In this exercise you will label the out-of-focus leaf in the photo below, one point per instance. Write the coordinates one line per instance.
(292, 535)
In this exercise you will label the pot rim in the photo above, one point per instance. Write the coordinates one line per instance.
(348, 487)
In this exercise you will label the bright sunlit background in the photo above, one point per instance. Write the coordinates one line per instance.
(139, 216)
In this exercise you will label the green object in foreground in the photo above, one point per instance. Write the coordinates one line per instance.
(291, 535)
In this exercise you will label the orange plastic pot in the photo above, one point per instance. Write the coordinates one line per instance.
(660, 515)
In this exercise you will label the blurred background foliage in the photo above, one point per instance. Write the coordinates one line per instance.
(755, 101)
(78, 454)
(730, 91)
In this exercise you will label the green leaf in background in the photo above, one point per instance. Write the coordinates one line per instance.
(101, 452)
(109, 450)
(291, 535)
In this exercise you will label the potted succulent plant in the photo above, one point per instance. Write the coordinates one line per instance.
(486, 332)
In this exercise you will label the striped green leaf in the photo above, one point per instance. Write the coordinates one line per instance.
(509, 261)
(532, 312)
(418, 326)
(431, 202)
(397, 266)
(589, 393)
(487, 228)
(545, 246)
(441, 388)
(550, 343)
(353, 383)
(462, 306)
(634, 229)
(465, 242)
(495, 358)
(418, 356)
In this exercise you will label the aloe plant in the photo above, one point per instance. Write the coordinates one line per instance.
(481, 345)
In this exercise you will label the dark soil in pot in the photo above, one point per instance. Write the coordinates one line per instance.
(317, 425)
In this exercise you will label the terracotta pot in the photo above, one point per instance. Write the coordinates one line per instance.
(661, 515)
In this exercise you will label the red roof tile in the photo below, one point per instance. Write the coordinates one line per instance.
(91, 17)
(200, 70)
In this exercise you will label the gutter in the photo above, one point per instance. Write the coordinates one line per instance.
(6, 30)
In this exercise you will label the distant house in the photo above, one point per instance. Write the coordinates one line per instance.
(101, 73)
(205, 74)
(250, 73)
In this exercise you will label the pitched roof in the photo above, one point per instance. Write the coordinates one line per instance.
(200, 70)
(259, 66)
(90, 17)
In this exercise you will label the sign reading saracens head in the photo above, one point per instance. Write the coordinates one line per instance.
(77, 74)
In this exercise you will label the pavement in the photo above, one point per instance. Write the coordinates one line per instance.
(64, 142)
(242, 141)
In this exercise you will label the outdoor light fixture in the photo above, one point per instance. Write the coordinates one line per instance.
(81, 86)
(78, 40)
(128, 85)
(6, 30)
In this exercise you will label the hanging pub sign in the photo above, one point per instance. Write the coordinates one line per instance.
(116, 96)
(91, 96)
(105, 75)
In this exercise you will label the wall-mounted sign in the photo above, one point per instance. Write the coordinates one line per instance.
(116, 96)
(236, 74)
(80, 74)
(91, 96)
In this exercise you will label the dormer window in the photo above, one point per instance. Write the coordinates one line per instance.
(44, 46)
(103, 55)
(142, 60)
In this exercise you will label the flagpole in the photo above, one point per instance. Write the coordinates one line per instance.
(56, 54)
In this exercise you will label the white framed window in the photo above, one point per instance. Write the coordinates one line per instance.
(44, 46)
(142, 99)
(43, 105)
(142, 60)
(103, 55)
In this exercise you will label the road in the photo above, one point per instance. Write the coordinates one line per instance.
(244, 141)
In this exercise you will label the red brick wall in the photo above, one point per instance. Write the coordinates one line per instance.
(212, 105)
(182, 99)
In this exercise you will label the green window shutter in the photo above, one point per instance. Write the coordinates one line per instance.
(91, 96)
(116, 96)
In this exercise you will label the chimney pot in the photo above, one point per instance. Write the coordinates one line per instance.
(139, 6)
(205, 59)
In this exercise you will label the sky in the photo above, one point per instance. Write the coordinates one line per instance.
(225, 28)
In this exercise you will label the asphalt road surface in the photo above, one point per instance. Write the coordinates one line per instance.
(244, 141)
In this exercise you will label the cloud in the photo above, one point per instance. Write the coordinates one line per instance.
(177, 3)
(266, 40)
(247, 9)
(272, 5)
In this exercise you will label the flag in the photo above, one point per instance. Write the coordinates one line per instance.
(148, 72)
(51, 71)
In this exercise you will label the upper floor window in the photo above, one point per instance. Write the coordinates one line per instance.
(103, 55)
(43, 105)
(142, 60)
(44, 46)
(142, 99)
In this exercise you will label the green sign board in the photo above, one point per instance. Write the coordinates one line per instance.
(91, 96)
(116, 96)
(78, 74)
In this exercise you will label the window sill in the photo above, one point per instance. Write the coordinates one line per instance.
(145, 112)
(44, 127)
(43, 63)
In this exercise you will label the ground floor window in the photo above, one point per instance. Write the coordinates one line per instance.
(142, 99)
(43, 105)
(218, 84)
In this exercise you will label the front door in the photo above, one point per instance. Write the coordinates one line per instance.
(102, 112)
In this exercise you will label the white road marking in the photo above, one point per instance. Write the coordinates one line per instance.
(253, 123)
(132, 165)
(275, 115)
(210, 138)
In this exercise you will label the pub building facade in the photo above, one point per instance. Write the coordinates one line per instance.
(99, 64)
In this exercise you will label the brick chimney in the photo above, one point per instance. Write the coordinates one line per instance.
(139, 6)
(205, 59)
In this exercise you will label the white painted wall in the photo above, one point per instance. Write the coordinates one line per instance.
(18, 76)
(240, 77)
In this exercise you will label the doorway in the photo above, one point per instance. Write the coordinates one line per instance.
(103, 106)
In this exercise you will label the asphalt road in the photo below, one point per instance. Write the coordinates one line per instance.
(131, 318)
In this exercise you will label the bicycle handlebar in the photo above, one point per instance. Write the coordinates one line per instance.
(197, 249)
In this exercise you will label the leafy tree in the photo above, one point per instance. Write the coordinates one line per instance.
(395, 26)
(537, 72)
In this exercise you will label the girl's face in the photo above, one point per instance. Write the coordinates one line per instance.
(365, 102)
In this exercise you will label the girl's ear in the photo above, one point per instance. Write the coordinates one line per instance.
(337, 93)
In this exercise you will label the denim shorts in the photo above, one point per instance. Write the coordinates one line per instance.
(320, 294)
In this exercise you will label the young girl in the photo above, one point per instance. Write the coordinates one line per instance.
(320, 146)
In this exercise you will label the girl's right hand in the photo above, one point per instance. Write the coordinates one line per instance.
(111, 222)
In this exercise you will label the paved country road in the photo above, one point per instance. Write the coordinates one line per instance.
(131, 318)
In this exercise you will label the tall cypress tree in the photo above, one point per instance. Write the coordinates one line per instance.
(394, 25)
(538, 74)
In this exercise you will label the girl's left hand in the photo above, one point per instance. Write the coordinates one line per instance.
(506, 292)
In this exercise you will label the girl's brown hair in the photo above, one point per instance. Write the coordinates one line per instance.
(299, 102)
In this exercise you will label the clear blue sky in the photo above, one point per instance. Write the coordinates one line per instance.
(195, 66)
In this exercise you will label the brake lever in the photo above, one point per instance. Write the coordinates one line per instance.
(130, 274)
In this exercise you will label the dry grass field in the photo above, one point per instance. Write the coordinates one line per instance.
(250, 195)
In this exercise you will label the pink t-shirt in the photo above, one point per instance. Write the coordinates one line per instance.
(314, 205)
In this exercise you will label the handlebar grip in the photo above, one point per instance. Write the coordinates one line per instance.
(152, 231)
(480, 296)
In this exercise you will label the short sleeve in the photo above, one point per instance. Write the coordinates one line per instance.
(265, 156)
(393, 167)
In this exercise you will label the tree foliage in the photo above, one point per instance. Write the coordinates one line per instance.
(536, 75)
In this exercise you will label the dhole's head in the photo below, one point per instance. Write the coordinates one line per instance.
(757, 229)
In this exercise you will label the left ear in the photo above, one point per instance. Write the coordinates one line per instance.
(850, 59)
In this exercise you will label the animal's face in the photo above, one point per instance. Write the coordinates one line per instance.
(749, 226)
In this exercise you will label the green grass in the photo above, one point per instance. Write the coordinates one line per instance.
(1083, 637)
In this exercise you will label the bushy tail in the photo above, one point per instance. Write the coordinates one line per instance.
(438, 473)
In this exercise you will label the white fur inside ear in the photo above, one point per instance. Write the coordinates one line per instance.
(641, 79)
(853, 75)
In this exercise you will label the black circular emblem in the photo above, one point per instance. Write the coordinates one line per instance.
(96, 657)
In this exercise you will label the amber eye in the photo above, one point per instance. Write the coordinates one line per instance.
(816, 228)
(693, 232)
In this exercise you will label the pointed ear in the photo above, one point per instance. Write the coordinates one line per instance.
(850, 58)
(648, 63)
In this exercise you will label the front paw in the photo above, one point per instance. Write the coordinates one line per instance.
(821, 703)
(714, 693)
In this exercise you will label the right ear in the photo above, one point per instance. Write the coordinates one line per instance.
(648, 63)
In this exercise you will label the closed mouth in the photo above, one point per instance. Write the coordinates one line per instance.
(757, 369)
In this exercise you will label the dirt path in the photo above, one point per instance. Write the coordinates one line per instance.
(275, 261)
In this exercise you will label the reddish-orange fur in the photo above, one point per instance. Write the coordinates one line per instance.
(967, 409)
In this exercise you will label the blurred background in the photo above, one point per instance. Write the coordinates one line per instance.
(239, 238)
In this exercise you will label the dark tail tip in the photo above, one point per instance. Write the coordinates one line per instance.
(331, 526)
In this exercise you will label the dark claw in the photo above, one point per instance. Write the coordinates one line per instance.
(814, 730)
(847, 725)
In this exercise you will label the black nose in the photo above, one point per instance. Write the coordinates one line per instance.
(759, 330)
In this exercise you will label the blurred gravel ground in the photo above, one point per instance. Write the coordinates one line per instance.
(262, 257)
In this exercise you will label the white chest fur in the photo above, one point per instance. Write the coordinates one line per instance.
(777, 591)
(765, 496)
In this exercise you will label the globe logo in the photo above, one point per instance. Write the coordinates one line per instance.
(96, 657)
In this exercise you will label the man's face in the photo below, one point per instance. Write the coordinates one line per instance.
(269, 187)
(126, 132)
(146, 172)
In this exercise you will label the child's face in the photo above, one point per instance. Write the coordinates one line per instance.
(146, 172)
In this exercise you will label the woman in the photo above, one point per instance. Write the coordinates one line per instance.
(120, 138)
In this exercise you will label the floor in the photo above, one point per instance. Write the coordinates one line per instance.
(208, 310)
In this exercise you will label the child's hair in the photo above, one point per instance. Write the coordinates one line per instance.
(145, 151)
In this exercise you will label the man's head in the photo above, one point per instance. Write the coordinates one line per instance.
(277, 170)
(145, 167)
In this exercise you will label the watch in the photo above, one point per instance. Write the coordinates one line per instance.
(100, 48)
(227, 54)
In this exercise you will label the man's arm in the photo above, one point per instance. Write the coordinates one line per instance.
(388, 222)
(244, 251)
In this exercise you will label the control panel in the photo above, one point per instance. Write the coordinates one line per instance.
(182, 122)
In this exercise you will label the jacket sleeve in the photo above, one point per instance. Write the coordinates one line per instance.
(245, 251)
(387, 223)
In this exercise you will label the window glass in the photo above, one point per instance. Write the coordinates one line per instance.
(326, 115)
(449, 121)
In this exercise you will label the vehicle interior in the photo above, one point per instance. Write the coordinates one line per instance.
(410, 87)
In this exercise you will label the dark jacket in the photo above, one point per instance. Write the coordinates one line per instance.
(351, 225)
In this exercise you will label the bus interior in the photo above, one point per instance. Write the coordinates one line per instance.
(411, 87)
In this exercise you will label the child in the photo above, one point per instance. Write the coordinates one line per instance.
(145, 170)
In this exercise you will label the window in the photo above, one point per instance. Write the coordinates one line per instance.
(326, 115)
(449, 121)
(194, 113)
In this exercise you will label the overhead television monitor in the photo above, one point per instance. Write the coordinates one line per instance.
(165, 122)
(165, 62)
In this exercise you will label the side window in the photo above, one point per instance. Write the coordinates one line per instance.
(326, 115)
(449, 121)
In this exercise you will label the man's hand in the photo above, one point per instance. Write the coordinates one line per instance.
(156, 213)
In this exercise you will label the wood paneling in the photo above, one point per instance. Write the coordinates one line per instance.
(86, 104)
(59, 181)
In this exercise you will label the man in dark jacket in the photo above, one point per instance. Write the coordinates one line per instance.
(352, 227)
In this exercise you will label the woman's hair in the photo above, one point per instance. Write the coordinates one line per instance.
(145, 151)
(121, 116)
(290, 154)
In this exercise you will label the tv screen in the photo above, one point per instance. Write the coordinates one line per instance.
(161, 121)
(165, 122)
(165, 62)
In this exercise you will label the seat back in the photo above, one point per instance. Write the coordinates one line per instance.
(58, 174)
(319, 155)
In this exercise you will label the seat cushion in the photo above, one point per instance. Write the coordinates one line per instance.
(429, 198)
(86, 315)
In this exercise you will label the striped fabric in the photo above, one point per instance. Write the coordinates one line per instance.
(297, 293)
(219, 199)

##############################

*GIVEN REQUEST*. Copy the lines of the data above, from the line with "In this exercise you will label the tv" through the last line, reproducing each one without any change.

*RESULT OF THIS TASK*.
In this exercise you will label the tv screen in the photo above, one point per instance. Write the coordinates one line per instance.
(161, 121)
(165, 122)
(165, 62)
In this exercise you will label the seat back in the photo above, one point per instance. Write the coordinates one line per instance.
(58, 174)
(319, 155)
In this exercise you will label the seat cushion in the photo above, one point per instance. Write the coordinates one line per instance.
(429, 198)
(86, 315)
In this exercise you will label the striped fabric in the photo above, one point per instance. Write the coordinates one line per instance.
(297, 293)
(219, 199)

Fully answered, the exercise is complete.